* Begin Given entries *
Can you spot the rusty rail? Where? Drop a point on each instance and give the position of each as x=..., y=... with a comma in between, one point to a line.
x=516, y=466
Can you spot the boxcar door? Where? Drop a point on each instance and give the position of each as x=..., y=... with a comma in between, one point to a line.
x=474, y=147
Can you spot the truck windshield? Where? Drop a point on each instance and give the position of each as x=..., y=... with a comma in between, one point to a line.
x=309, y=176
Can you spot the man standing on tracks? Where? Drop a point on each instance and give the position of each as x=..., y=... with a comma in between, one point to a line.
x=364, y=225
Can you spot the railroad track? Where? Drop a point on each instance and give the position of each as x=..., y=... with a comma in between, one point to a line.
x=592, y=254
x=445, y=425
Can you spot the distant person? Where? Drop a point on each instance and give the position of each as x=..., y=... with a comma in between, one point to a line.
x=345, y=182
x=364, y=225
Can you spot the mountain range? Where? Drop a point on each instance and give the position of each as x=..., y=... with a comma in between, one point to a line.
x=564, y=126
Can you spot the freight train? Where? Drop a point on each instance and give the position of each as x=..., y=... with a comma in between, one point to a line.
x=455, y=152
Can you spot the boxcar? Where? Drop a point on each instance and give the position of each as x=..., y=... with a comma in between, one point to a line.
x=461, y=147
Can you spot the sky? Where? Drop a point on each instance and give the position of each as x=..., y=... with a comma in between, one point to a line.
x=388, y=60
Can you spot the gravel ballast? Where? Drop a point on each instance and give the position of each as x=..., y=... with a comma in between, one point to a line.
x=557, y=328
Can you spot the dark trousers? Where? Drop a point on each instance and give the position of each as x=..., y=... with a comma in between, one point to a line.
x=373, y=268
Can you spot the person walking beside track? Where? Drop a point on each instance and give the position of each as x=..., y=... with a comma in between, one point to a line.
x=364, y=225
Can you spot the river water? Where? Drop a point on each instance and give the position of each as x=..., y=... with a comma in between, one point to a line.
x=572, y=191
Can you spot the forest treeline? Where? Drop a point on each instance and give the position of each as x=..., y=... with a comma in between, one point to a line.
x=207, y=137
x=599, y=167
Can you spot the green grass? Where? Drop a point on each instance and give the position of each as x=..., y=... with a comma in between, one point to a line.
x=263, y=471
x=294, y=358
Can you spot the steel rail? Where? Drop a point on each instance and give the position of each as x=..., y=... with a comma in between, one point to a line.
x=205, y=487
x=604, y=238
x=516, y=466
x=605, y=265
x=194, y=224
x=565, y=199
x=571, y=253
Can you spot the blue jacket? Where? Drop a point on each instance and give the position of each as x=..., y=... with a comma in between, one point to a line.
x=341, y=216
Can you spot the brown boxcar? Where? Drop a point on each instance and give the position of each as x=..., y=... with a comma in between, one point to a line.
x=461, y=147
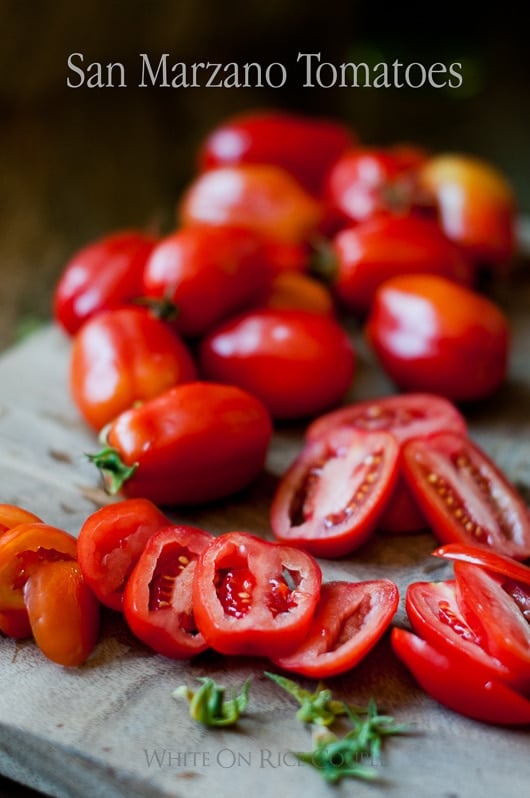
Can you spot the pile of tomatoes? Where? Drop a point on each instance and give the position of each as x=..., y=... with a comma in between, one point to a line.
x=188, y=348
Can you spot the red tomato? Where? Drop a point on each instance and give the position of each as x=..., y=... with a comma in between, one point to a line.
x=331, y=497
x=254, y=597
x=468, y=691
x=430, y=334
x=194, y=443
x=110, y=542
x=104, y=274
x=488, y=559
x=256, y=196
x=434, y=611
x=476, y=206
x=63, y=612
x=123, y=356
x=298, y=363
x=208, y=273
x=389, y=245
x=405, y=416
x=350, y=619
x=305, y=146
x=464, y=496
x=157, y=602
x=504, y=630
x=23, y=549
x=366, y=181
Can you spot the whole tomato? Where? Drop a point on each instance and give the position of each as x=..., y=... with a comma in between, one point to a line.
x=104, y=274
x=305, y=146
x=123, y=356
x=208, y=273
x=191, y=444
x=476, y=206
x=431, y=334
x=256, y=196
x=298, y=363
x=387, y=245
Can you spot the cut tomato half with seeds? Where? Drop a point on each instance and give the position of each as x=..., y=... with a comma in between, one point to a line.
x=349, y=620
x=251, y=596
x=331, y=497
x=157, y=601
x=465, y=496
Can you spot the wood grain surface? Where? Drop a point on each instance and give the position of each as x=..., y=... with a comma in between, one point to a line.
x=111, y=727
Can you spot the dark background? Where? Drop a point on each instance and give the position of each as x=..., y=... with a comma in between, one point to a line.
x=77, y=163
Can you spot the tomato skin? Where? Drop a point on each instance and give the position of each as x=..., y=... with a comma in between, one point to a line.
x=405, y=416
x=470, y=692
x=386, y=246
x=256, y=629
x=208, y=273
x=304, y=146
x=476, y=206
x=194, y=443
x=276, y=355
x=110, y=542
x=63, y=612
x=329, y=500
x=430, y=334
x=104, y=274
x=169, y=558
x=356, y=614
x=23, y=549
x=256, y=196
x=455, y=484
x=123, y=356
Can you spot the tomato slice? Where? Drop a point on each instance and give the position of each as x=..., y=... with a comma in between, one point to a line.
x=412, y=415
x=157, y=601
x=492, y=610
x=23, y=550
x=488, y=559
x=63, y=612
x=349, y=620
x=251, y=596
x=464, y=495
x=111, y=541
x=331, y=497
x=435, y=615
x=470, y=692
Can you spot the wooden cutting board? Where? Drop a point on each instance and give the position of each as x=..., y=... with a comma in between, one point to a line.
x=111, y=727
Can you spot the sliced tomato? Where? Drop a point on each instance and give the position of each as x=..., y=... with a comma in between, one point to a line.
x=23, y=550
x=504, y=629
x=331, y=497
x=349, y=620
x=63, y=612
x=488, y=559
x=465, y=496
x=157, y=601
x=434, y=613
x=470, y=692
x=254, y=597
x=111, y=541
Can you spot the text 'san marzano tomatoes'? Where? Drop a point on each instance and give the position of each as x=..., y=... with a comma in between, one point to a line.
x=329, y=500
x=305, y=146
x=349, y=620
x=208, y=273
x=431, y=334
x=298, y=363
x=123, y=356
x=104, y=274
x=193, y=443
x=254, y=597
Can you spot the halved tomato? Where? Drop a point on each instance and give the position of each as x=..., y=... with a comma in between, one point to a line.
x=330, y=499
x=349, y=620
* End Given entries *
--- Instruction ---
Copy every line above word for word, and leave the pictures out.

--- Solution to this problem ---
Can you spot the rusty rail? Where? Drop a point on each instance and give the position of each as x=..., y=... with a comma in between, one point to a line.
x=516, y=466
Can you spot the boxcar door? Where? Drop a point on each instance and give the position of each as x=..., y=... with a comma in between, one point to a line.
x=474, y=147
Can you spot the truck windshield? Where? Drop a point on each instance and give the position of each as x=..., y=... with a comma in between, one point to a line.
x=309, y=176
Can you spot the man standing on tracks? Where? Drop a point on each instance and give the position of each as x=..., y=... with a comma in between, one point to a line.
x=364, y=225
Can you spot the railroad track? Where? Drop a point on each instance and give the position of each as x=..., y=... with a comma in between, one point to a line.
x=592, y=254
x=445, y=425
Can you spot the distant person? Where? Drop a point on each instance and give the position of each as x=..., y=... with a comma in between, one point to a line.
x=345, y=182
x=364, y=225
Can you spot the mountain range? Where? Drop a point on each instance and give the position of each as x=..., y=... with a comma in between, one point to a line.
x=564, y=126
Can you spot the freight train? Where? Drop a point on each instance and give the position of each as x=..., y=... with a comma in between, one point to a line.
x=455, y=152
Can you spot the boxcar? Where? Drop a point on each instance and give the position of each as x=..., y=... with a comma in between, one point to a line.
x=461, y=147
Can you spot the sky? Where? Drop a point on each instance and give the position of each as x=..., y=... with a comma in between, one point to a line.
x=388, y=60
Can you spot the gravel ballast? Where? Drop a point on each instance and give the position of each as x=..., y=... with a comma in between, one point to a line.
x=557, y=328
Can you spot the dark trousers? Where? Drop a point on each instance and give the position of each as x=..., y=... with a comma in between, one point to a line.
x=373, y=268
Can you spot the person walking beside track? Where? Drop a point on each instance and give the position of each as x=..., y=... with a comma in between, one point to a line.
x=364, y=225
Can you spot the river water? Where? Drop a point on each instance and give the position of each as x=..., y=... with a comma in between, one point to a line.
x=572, y=191
Can you spot the forest treeline? Where? Drop a point on each instance and give the position of each as x=..., y=... with a comma in between, one point to a line.
x=207, y=137
x=599, y=167
Can you spot the green grass? Where? Drop a point on each instance and give the position of each as x=..., y=... with a comma in between, one point to a line.
x=263, y=471
x=294, y=358
Can you spot the steel rail? Where? Drop a point on each instance and give the position of each as x=..., y=... with a comma in between, one point to a line.
x=205, y=487
x=604, y=238
x=516, y=466
x=605, y=265
x=194, y=224
x=565, y=199
x=571, y=253
Can you spot the blue jacket? Where? Drop a point on each instance and give the position of each as x=..., y=... with a comma in between, one point to a line.
x=341, y=216
Can you spot the brown boxcar? Where? Drop a point on each instance and give the position of each as x=..., y=... with a comma in between, one point to a line.
x=461, y=147
Can you spot the pile of tomatoes? Where? Drop a point on each instance and give the position of each as x=..., y=... with a comma in between, one point to a line.
x=188, y=348
Can you spot the red tomato? Where? Drop a point on each instance and give the position of each as x=..., y=... with a comma in between, one point to a line.
x=331, y=497
x=254, y=597
x=468, y=691
x=430, y=334
x=194, y=443
x=110, y=542
x=104, y=274
x=488, y=559
x=256, y=196
x=434, y=611
x=476, y=206
x=63, y=612
x=123, y=356
x=298, y=363
x=208, y=273
x=389, y=245
x=405, y=416
x=350, y=619
x=305, y=146
x=464, y=496
x=157, y=602
x=504, y=630
x=23, y=549
x=366, y=181
Can you spot the whole tomato? Where? Drop a point on each instance and give the position of each as x=..., y=... with a comma in between, one point to a line.
x=104, y=274
x=305, y=146
x=123, y=356
x=208, y=273
x=191, y=444
x=476, y=206
x=431, y=334
x=256, y=196
x=298, y=363
x=387, y=245
Can you spot the cut tomato half with seeds? Where? Drop a point on each instance and give the position of each as x=..., y=... with a comma in between, one point to a line.
x=349, y=620
x=251, y=596
x=331, y=497
x=157, y=601
x=465, y=496
Can you spot the wood grain surface? Where? Drop a point on each instance and give the position of each as x=..., y=... with a comma in between, one point to a line.
x=111, y=727
Can you spot the dark background? Where? Drop a point on each instance and give the position of each as x=..., y=... with a comma in between, one point to a line.
x=77, y=163
Can you spot the tomato skin? Where? Drop a point on each instance and give the position of each as x=..., y=... with a comma in between, one point to a line.
x=405, y=416
x=470, y=692
x=386, y=246
x=256, y=629
x=208, y=273
x=304, y=146
x=476, y=206
x=194, y=443
x=276, y=355
x=110, y=542
x=63, y=612
x=329, y=500
x=430, y=334
x=104, y=274
x=169, y=558
x=356, y=614
x=23, y=549
x=256, y=196
x=455, y=484
x=123, y=356
Can you spot the tomato slice? Where? Drop a point on each instance and give the position of each as x=..., y=... with a comma in between, one point to a line.
x=412, y=415
x=157, y=601
x=492, y=610
x=23, y=550
x=488, y=559
x=63, y=612
x=349, y=620
x=251, y=596
x=464, y=495
x=111, y=541
x=331, y=497
x=435, y=615
x=470, y=692
Can you spot the wooden cutting board? Where? Drop a point on each instance and give the position of each as x=..., y=... with a comma in between, one point to a line.
x=111, y=727
Can you spot the sliced tomato? Where? Drop a point on each instance and give the position of each as x=..., y=... with a comma in between, one point to a line.
x=23, y=550
x=504, y=629
x=331, y=497
x=349, y=620
x=63, y=612
x=488, y=559
x=465, y=496
x=157, y=601
x=434, y=613
x=470, y=692
x=254, y=597
x=111, y=541
Can you spot the text 'san marzano tomatoes'? Where? Drop a point on each instance and give the position of each as x=..., y=... with a comma in between, one point to a line.
x=329, y=500
x=305, y=146
x=349, y=620
x=208, y=273
x=431, y=334
x=298, y=363
x=123, y=356
x=104, y=274
x=193, y=443
x=254, y=597
Can you spot the halved tomato? Where? Drop a point on each instance and give the position of each as x=..., y=... with a comma in between, one point to a line.
x=330, y=499
x=349, y=620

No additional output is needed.